>>>
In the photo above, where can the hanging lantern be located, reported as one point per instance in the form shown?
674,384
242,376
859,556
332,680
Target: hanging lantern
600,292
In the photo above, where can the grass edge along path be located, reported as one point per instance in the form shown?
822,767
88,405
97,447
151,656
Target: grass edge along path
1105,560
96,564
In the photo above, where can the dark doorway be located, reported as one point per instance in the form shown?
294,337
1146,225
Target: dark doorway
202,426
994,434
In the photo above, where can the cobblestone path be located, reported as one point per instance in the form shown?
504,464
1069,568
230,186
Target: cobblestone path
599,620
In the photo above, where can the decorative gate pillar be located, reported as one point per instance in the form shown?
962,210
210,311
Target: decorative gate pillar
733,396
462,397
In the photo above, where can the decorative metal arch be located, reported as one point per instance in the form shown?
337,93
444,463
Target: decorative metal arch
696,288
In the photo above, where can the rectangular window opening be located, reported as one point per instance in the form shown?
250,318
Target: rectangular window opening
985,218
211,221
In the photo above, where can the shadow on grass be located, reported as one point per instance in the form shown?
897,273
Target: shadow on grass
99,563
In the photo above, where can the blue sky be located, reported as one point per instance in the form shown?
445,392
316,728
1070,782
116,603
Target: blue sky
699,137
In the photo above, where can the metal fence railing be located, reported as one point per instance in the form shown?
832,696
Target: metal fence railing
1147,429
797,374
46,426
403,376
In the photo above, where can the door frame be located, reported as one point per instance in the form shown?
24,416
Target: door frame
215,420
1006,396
<<<
» **REQUEST**: Return the entries above exactly, each one complete.

» **RESPONSE**:
In the photo above, where can the hanging lantern be located, reported as one point per instance in the form shown?
674,384
242,376
859,556
332,680
Target: hanging lantern
600,292
In the photo above, where can the grass edge along path be located, reported as one point per instance in the form shown?
822,767
88,405
97,447
151,656
Target: grass edge along path
1105,560
96,564
In the photo above, where can the dark doorway be located, reported as one point per instance in the form shown?
294,337
1146,225
Target: dark doorway
202,426
994,434
In the photo above, where can the cobblestone path be located, reported as one point per instance in the form shown?
504,464
1069,568
230,186
Target: cobblestone path
599,620
In the photo above, where can the decorative gate pillar be located, reported as one point per instance in the form shown?
962,210
210,311
Target: decorative gate pillar
733,396
462,397
In the photo above, where can the decorative metal arch be located, reported as one point per instance in the form shown?
337,93
444,463
Target: decorative metal arch
696,288
In the photo above, where can the rectangular window opening be located, reported as one point per instance in the form shown?
250,318
Target: rectangular window opening
985,218
211,221
In the photo above, where can the shadow on grass be located, reported as one point per instance in the form shown?
897,273
Target: shadow on grass
99,563
In the photo above, where can the blue sky be located, reported as one point per instance in the form shown?
445,392
316,728
1070,782
116,603
Target: blue sky
699,137
In the photo above, where can the metal fence railing be located, reported as one point per instance in the form shown?
832,696
Target: metal fence railing
1147,429
797,374
46,426
403,376
In the photo above, where can the door frame be located, reported as one point per instance in the form shown?
24,416
Target: door frame
215,420
1006,396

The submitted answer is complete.